§ **Supplied data**:
═══
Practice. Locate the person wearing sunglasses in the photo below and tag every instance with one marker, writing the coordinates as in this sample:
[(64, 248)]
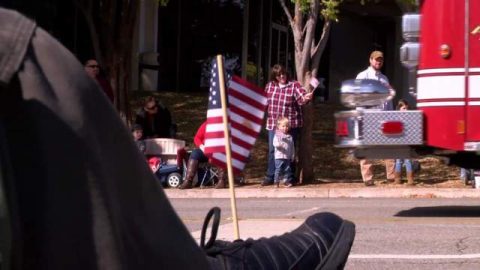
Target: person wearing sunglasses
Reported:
[(92, 68), (285, 98)]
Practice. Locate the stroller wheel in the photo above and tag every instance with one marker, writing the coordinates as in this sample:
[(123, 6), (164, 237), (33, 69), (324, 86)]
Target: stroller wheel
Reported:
[(174, 180)]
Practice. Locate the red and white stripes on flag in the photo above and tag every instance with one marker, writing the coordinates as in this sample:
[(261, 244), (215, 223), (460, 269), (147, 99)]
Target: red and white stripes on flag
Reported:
[(246, 109)]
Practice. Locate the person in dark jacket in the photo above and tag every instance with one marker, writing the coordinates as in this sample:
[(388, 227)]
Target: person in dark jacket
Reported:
[(93, 70), (86, 199), (155, 119)]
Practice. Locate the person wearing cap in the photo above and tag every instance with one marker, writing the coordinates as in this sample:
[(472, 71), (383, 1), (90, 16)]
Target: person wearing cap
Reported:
[(373, 72), (285, 98)]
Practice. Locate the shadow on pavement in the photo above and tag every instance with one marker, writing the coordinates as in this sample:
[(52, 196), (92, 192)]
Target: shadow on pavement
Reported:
[(441, 211)]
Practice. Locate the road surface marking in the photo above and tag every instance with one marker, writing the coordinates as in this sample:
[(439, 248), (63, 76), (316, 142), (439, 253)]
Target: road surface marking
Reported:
[(302, 211), (410, 257)]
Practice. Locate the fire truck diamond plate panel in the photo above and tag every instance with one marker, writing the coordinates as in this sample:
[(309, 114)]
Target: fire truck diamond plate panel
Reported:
[(412, 127)]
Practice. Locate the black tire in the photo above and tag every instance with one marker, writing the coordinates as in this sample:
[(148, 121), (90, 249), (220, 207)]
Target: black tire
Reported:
[(174, 180)]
═══
§ **Problem to work on**:
Copy every row above word for word, leaving out the pictures.

§ **Response to this task**:
Practice. Locate the person wearing sunglasses in the photo below and tag every instance with one marker, writing the coordinates as in this sample:
[(64, 248)]
Target: person wearing sunglasses
Reported:
[(92, 68), (285, 98)]
Practice. Locate the stroller wheel in the photo above and tag every instance with one marker, writing the coordinates as in this sample:
[(123, 6), (164, 237), (33, 69), (324, 86)]
Target: stroller wheel
Reported:
[(174, 180)]
Practice. Locate the red and white stripes on flag in the photo above and tag every instance with one marker, writing the coordinates as in this sample:
[(261, 244), (215, 223), (460, 269), (147, 99)]
Target: red and white stripes on flag
Reported:
[(246, 109)]
Practice. Locate the person in dark jacket in the photo above and tag every instance with one marker, writing the coordinates as in this sample:
[(388, 227)]
Target: person in dark jacket
Reported:
[(93, 70), (86, 199), (155, 119)]
Practice. Locate the person wearing cap in the photo above and tag every instance with one marker, writing the coordinates as in this sample:
[(472, 71), (383, 1), (90, 16)]
Target: person wearing cap
Reported:
[(373, 72), (285, 98)]
Practice. Locate the shadow on pavement in the photo above and tag every instance with one marker, writing the coordinates as in this sample:
[(52, 196), (92, 192)]
Target: shadow on pavement
Reported:
[(441, 211)]
Practice. Locate the road surface marking in the photo above and tag every instance with one marker, writing the coordinates as in this sample:
[(439, 248), (63, 76), (316, 142), (439, 253)]
Target: road surface marking
Reported:
[(302, 211), (410, 257)]
Practice. Locate the fire truck diamond plate panel in the photo above and tag every instance with one marker, writing the coordinates as in this sample:
[(309, 114)]
Target: fire truck diamond plate panel
Reported:
[(412, 127)]
Practice. Locate the black tire in the photo above and tag every instance with one marker, writing the coordinates as in this sample:
[(148, 121), (90, 249), (220, 207)]
Target: black tire
Reported:
[(174, 180)]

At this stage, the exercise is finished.